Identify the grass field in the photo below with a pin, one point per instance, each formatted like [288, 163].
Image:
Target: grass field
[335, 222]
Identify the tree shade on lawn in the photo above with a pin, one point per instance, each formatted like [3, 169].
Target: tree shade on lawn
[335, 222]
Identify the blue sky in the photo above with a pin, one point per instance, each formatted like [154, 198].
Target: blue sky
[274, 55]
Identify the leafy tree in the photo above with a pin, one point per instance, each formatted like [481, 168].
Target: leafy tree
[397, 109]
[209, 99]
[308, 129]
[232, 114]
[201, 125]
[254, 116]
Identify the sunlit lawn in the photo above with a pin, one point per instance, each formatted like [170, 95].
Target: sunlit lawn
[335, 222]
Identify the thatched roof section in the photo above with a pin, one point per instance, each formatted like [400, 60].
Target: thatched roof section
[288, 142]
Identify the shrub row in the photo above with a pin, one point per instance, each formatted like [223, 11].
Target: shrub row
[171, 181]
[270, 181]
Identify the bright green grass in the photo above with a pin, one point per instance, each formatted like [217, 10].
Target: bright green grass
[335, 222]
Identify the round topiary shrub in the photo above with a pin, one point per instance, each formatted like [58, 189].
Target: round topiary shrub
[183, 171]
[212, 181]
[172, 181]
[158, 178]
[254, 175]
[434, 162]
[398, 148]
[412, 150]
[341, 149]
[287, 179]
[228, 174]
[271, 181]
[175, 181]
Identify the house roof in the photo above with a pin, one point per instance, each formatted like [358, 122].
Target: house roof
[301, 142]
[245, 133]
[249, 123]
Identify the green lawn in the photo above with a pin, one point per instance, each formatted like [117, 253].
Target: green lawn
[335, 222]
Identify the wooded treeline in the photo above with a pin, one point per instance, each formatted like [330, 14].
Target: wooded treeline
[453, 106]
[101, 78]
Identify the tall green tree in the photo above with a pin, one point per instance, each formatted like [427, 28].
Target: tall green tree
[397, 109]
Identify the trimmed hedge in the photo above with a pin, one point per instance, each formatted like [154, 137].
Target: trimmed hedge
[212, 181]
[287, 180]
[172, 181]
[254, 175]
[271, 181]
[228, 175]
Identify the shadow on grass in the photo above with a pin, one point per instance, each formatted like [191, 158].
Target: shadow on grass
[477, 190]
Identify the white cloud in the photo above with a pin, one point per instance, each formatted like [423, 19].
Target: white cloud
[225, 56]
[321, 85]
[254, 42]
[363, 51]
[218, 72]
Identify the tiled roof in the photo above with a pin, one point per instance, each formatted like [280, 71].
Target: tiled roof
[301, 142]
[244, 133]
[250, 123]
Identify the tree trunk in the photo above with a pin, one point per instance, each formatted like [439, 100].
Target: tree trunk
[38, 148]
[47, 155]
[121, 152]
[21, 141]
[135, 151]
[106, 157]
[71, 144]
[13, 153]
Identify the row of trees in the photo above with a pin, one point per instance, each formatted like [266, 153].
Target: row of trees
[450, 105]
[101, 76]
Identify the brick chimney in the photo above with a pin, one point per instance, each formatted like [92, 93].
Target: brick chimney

# What you are asked to do
Go back to the listing above and please repeat it exactly.

# Written solution
Identify the grass field in the photo below with a pin, one point per instance, each formatted like [288, 163].
Image:
Target: grass field
[335, 222]
Identify the tree shade on lawn in the photo above with a pin, one point per instance, each formatted like [3, 169].
Target: tree shade on lawn
[335, 222]
Identify the blue sky in the photo above with a pin, one point per instance, each formatted like [154, 198].
Target: blue sky
[274, 55]
Identify the leafy tree in the photo above with a pin, one point per instance, each formatted like [481, 168].
Target: leafy tree
[397, 109]
[209, 99]
[308, 129]
[232, 114]
[201, 125]
[254, 116]
Identify the sunlit lawn in the photo above with a pin, one point per instance, each formatted like [170, 95].
Target: sunlit lawn
[335, 222]
Identify the thatched roof section in the photo above with a pin, one point per instance, each formatted like [400, 60].
Target: thatched roof section
[288, 142]
Identify the shrub row in the photo above with a pin, one point per instance, each formatted like [223, 11].
Target: shrub row
[171, 181]
[270, 181]
Identify the bright green grass in the photo above with a pin, one point per instance, each formatted like [217, 10].
Target: bright green grass
[335, 222]
Identify the round topiary shrub in the photo above with a pin, one point per instance, each formatted like [58, 189].
Target: round topiary shrub
[183, 171]
[212, 181]
[172, 181]
[158, 178]
[254, 175]
[434, 162]
[398, 148]
[412, 150]
[341, 149]
[287, 179]
[228, 174]
[271, 181]
[175, 181]
Identify the house roof in the photo above with a pin, one point per instance, each formatted like [358, 122].
Target: house roof
[301, 142]
[245, 133]
[249, 123]
Identify the green lawn in the photo above with a pin, one point per instance, each formatted like [117, 253].
Target: green lawn
[335, 222]
Identify the wooded treeline in the photo above with a pin, one point per instance, each formatted like [330, 14].
Target: wooded treeline
[453, 106]
[101, 78]
Identify the tall green tree in the photo above with a pin, one point per instance, each formatted like [427, 28].
Target: tall green tree
[397, 109]
Identify the trimmed hedge in the photo above with a pin, one point per instance, each formatted like [154, 137].
Target: trimmed hedge
[212, 181]
[287, 180]
[172, 181]
[254, 175]
[271, 181]
[228, 175]
Identify the shadow on grass in the photo above with a pin, one point per instance, each formatted like [191, 158].
Target: shadow on grass
[477, 190]
Identify the white cloud in the photo above with a pin, one point per instance, each formatted like [423, 19].
Target: white cloud
[225, 56]
[321, 85]
[254, 42]
[363, 51]
[218, 72]
Identify the tiled roof in the photo above with a pin, one point per instance, each formatted like [280, 71].
Target: tiled roof
[301, 142]
[244, 133]
[250, 123]
Identify the tree trunk in the photo above with a pin, one point per instance, each formatted like [439, 100].
Target: tree trunk
[38, 148]
[47, 155]
[121, 152]
[21, 141]
[135, 151]
[106, 157]
[71, 144]
[13, 153]
Identify the row of trees in the photo above with a pin, one point per instance, each formatted like [266, 153].
Target: row of trees
[450, 105]
[101, 76]
Identify the brick chimney in the photo above with a pin, one point per instance, each formatted like [92, 93].
Target: brick chimney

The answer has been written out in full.